ARTICLE

-- begin --

Bug#907829: p4est: FTBFS on single CPU machines
Adrian Bunk
bunk at debian.org
Tue Oct 2 21:55:35 BST 2018
On Tue, Oct 02, 2018 at 09:43:39PM +0200, Santiago Vila wrote:
> On Sun, Sep 30, 2018 at 11:49:26PM +0300, Adrian Bunk wrote:
>
> > Noone disagrees that these are bugs.
>
> True, but you seem to consider them second-class FTBFS bugs.
>
> However, it is not "just a bug", which is how you seem to paint it.
>
> It is a FTBFS bug, possibly the worst kind of bug a package may have,
> the kind of bug that should never be present in a stable release.
> That's why we consider FTBFS bugs as serious, to ensure that a stable
> release does not have any such bugs.
>
> You seem to think that it's fine to require a "must build" only in
> buildd.debian.org, but you do not realize that doing so is like having
> an implicit "build-depends: buildd.debian.org".
>
> We ship Debian packages to our users, but we do not ship
> buildd.debian.org as part of the distribution.
>
> So, we can't honestly say that "packages build from source" if they
> only build ok in buildd.debian.org, which is the reason buildd.debian.org
> should not be the "standard" to measure if a package builds or not.
>
> And that's precisely why we invented build-depends, to make the builds
> reproducible for everybody (reproducible as in "every time I try to
> build the package, the package is built"), not just reproducible in
> buildd.debian.org.

-- end --

SET PROBLEM 1
Please pick out each line in the entries that contains the word "reflection", treating uppercase and lowercase as different.

ENTRIES PROVIDED

-- begin --

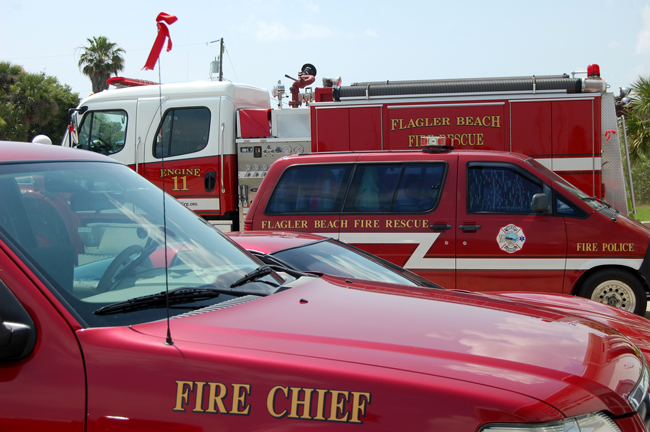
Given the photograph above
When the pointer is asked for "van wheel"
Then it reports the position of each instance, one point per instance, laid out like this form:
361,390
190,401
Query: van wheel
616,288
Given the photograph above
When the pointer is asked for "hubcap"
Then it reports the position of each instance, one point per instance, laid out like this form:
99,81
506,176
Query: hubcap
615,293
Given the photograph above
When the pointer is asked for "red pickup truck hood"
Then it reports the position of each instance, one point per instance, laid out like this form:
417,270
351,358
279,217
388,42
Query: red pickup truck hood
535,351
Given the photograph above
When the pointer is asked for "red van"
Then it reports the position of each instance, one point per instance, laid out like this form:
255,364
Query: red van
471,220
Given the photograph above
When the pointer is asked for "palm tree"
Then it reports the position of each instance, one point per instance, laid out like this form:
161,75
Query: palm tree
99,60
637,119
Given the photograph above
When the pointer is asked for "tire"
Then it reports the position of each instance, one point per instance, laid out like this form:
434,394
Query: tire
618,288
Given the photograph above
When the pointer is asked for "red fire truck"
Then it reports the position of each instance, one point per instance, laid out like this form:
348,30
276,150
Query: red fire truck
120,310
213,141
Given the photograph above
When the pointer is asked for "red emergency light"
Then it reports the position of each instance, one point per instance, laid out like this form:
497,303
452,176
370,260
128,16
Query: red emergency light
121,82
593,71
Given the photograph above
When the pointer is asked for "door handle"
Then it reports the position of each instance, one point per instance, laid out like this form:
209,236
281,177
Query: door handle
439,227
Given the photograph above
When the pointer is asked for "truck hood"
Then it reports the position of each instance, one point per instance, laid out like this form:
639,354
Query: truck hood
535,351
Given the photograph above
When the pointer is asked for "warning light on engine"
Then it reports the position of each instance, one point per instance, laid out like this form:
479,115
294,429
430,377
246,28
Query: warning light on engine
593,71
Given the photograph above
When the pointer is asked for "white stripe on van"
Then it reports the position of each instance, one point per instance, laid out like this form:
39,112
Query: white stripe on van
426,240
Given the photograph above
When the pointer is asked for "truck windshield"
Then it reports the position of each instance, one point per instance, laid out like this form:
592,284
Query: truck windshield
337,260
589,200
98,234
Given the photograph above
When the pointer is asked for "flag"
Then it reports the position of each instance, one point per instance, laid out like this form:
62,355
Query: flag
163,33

-- end --
-- begin --

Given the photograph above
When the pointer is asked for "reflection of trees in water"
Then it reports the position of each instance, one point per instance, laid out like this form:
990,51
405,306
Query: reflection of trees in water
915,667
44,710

-- end --

SET PROBLEM 2
According to the message, in what kind of release should an FTBFS bug never be present?

COMPLETE OUTPUT 1
When the pointer is asked for "reflection of trees in water"
Query: reflection of trees in water

COMPLETE OUTPUT 2
A stable release.